■ WHAT IS REQUIRED ■
All of the listing below must be repeated word for word. Pictures are the only thing to omit.

══ DATA SECTION ══

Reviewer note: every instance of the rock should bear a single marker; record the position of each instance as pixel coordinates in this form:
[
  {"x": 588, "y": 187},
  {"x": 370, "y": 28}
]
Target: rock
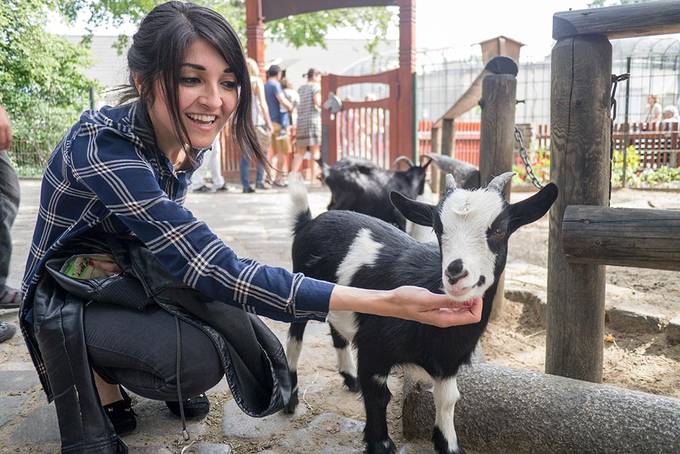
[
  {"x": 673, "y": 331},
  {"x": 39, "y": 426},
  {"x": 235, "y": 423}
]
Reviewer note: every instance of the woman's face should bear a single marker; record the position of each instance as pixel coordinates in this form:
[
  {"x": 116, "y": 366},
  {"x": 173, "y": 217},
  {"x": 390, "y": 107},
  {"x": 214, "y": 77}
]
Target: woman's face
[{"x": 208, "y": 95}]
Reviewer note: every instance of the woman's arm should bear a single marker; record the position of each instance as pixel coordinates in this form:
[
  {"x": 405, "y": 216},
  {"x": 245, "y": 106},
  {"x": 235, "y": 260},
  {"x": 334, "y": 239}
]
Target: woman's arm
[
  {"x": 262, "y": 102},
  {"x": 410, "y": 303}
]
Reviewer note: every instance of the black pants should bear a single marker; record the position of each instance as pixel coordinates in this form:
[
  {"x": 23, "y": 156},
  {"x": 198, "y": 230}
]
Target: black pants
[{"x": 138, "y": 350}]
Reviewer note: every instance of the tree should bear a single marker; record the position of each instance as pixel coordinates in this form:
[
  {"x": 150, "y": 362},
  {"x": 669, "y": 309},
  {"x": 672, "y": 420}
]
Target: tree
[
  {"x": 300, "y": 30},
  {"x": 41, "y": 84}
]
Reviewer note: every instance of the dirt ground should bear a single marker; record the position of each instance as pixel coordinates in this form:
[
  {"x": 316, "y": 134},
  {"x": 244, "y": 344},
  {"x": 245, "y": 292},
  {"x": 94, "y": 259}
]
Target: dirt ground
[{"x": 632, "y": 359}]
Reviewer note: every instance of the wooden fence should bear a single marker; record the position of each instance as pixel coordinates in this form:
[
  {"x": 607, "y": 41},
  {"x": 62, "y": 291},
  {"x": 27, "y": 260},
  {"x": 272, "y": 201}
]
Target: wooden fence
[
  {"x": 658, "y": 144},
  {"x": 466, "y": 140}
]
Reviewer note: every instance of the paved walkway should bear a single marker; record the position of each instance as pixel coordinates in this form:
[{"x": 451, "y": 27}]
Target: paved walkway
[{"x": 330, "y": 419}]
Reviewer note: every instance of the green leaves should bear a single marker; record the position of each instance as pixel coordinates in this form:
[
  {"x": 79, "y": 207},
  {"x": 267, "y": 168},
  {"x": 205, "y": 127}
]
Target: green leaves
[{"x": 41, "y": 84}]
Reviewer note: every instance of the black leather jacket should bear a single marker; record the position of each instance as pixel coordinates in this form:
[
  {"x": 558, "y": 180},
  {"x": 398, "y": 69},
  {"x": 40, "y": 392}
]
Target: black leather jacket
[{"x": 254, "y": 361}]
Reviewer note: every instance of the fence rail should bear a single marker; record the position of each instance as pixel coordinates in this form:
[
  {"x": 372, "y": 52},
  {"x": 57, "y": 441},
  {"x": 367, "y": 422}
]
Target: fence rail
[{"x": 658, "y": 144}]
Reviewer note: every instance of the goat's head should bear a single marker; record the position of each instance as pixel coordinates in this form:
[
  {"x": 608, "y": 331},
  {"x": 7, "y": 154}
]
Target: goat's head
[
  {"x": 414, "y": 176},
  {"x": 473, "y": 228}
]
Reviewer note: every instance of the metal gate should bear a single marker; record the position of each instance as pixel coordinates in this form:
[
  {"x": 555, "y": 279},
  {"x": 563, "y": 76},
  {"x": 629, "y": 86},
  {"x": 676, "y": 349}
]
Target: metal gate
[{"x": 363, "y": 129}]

═══

■ RESULT FOR THIS TASK ■
Reviewer note: every instance of the rock should bear a single marker; record the position of each instance as pixel coordinates in this form:
[
  {"x": 588, "y": 187},
  {"x": 370, "y": 28}
]
Target: rock
[
  {"x": 673, "y": 331},
  {"x": 39, "y": 426},
  {"x": 235, "y": 423}
]
Reviewer note: every instance of the woman's face should bear a single marker; record the position of each instance as pixel coordinates in this form:
[
  {"x": 116, "y": 366},
  {"x": 173, "y": 217},
  {"x": 390, "y": 107},
  {"x": 214, "y": 77}
]
Target: woman's face
[{"x": 208, "y": 95}]
Reviewer note: every instance of the woman's arm should bear a single marker; record the position of each instance as pixel coordinates in this form:
[
  {"x": 405, "y": 216},
  {"x": 245, "y": 106},
  {"x": 235, "y": 260},
  {"x": 334, "y": 239}
]
Target: woman's arm
[
  {"x": 262, "y": 102},
  {"x": 410, "y": 303}
]
Reviewer note: every instance of the black pants should bear a single marker; record the position of each instance as pixel coordinates in this form:
[
  {"x": 23, "y": 156},
  {"x": 198, "y": 230}
]
Target: black pants
[{"x": 138, "y": 350}]
Reviewer note: every instance of the tree should bear a single marker; record the position of each instance as pixel coordinates in this form:
[
  {"x": 150, "y": 362},
  {"x": 669, "y": 309},
  {"x": 672, "y": 420}
]
Target: tree
[
  {"x": 300, "y": 30},
  {"x": 41, "y": 84}
]
Reviewer note: every instance of the dirt ground should bear a single marker; record the position of each instance as pixel coordinates in this form:
[
  {"x": 316, "y": 134},
  {"x": 244, "y": 344},
  {"x": 245, "y": 292},
  {"x": 94, "y": 259}
]
Target: dirt ground
[{"x": 632, "y": 359}]
Reviewer note: every instance of the wooden fence should bear a single marker; record the position of each instance as pixel coordinates in this form:
[
  {"x": 607, "y": 41},
  {"x": 62, "y": 291},
  {"x": 27, "y": 260},
  {"x": 272, "y": 201}
]
Target: wooden fence
[
  {"x": 658, "y": 144},
  {"x": 466, "y": 140}
]
Reviewer note: every instance of the paved walkway should bear a single marker; record the position of each instance as pixel coordinates in this form:
[{"x": 451, "y": 27}]
Target: paved walkway
[{"x": 330, "y": 419}]
Reviewer note: every instance of the green leaves should bear a single marker; record the position of each instance as pixel coordinates in this form:
[
  {"x": 79, "y": 207},
  {"x": 267, "y": 168},
  {"x": 205, "y": 127}
]
Target: green leaves
[{"x": 41, "y": 84}]
Reviewer note: every instance of the black leather jacket should bear a single marker; record the position of each instance as pixel coordinates in this form:
[
  {"x": 558, "y": 180},
  {"x": 398, "y": 69},
  {"x": 40, "y": 392}
]
Target: black leather jacket
[{"x": 254, "y": 361}]
Reviewer note: every instance of the fence rail should bear a single marker; record the position of each instance as pixel coordinates in this form:
[
  {"x": 372, "y": 52},
  {"x": 57, "y": 441},
  {"x": 367, "y": 422}
]
Target: fence rail
[{"x": 658, "y": 144}]
Reviewer note: every instance of the goat's head should bear a single marker; record the position of each instance as pixel coordinates in this form:
[
  {"x": 608, "y": 331},
  {"x": 7, "y": 154}
]
Target: goat's head
[
  {"x": 414, "y": 176},
  {"x": 473, "y": 228}
]
Reviewer note: every instance of the metal gate should bear a single marker; record the position of each instance as pixel coordinates in this form:
[
  {"x": 555, "y": 279},
  {"x": 563, "y": 76},
  {"x": 629, "y": 86},
  {"x": 676, "y": 349}
]
Target: metal gate
[{"x": 363, "y": 129}]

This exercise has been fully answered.